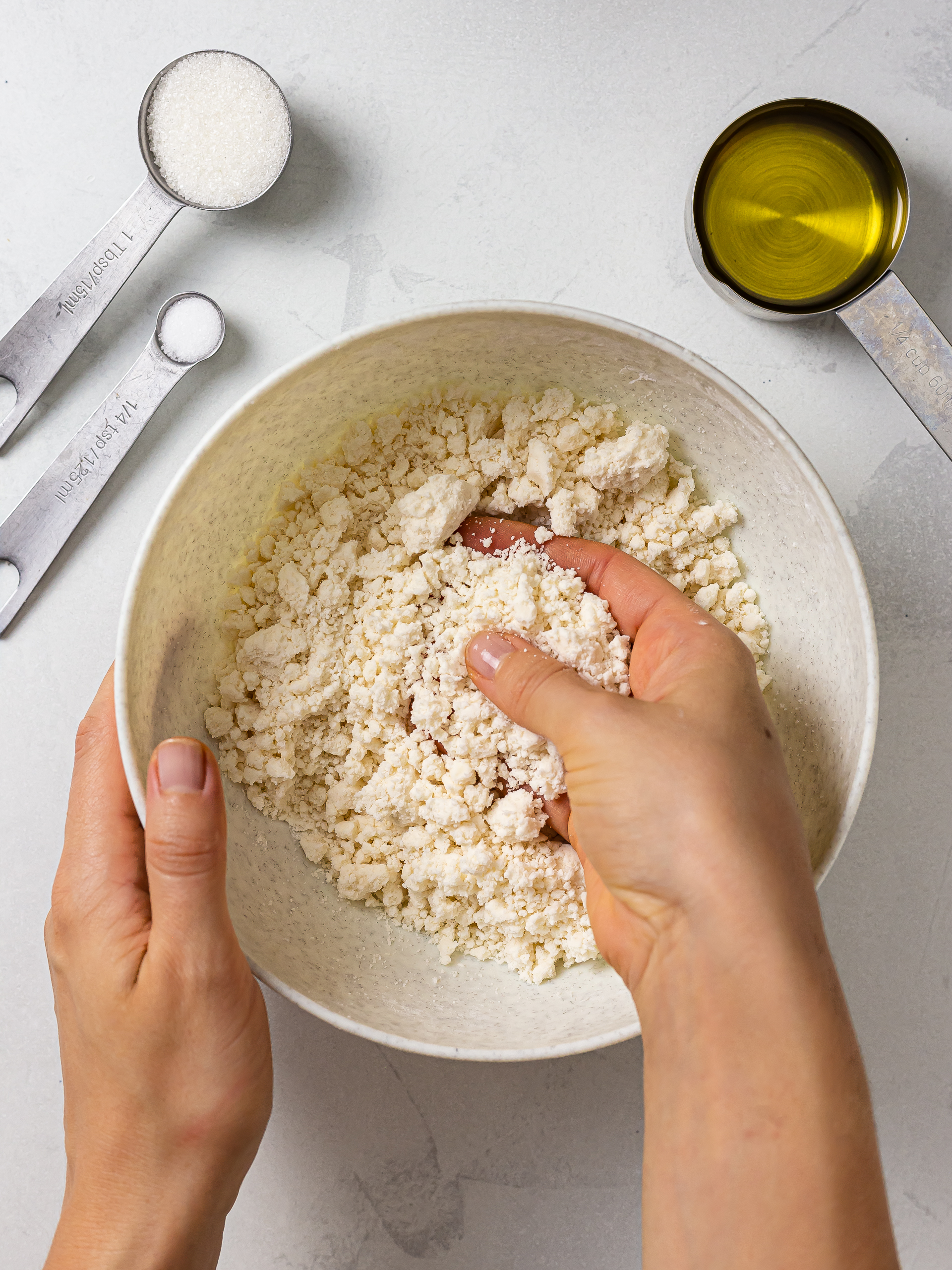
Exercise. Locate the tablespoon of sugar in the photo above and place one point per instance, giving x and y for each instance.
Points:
(215, 132)
(189, 329)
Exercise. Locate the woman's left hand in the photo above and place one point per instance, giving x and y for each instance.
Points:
(163, 1029)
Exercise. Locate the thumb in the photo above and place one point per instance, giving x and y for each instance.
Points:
(535, 690)
(186, 844)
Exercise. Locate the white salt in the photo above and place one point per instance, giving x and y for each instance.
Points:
(191, 329)
(219, 130)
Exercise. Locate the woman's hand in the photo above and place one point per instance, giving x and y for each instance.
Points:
(678, 799)
(760, 1140)
(163, 1029)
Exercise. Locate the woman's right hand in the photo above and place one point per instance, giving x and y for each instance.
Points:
(677, 795)
(760, 1139)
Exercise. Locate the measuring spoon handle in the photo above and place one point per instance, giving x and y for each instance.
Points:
(31, 538)
(910, 351)
(37, 346)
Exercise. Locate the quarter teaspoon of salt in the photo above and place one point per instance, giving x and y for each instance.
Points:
(191, 329)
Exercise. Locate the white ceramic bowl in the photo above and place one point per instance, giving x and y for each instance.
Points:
(341, 960)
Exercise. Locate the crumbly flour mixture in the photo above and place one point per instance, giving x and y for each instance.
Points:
(345, 705)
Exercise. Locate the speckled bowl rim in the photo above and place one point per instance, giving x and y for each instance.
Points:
(506, 308)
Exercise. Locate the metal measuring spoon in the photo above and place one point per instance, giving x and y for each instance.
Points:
(890, 324)
(33, 534)
(37, 346)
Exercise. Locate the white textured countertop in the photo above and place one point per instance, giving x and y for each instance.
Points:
(450, 150)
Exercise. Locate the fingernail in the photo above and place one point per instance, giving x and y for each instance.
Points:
(485, 653)
(180, 766)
##########
# [TASK OBJECTIVE]
Copy the rows above word for word, starting from the first row and stopping after the line that contains "(760, 1139)". Leave the pictures out of your copy.

# [COMPLETE ANSWER]
Exercise. Locate the tablespoon of sugar in the photo above and place one point per instance, giving x and y for each instance.
Points:
(215, 132)
(189, 329)
Exercise. Locate the woman's left hand in the photo above and place one point per instance, giving x and y for each instance.
Points:
(163, 1029)
Exercise. Locate the thumb in the photo above and place one point per instance, giving x and y for each instance.
Points:
(535, 690)
(186, 844)
Exercise. Locate the white salt in the photo above and place one point per instance, giving x and y for each instance.
Points:
(191, 329)
(219, 130)
Exercise. Locate the woman's hand in the photo above and place one point per instance, giving x and y for each instance.
Points:
(678, 799)
(760, 1140)
(163, 1029)
Exercise. Locate the woman's right hand in the photo above and place one point per instance, giving x and y for each instance.
Points:
(677, 795)
(760, 1139)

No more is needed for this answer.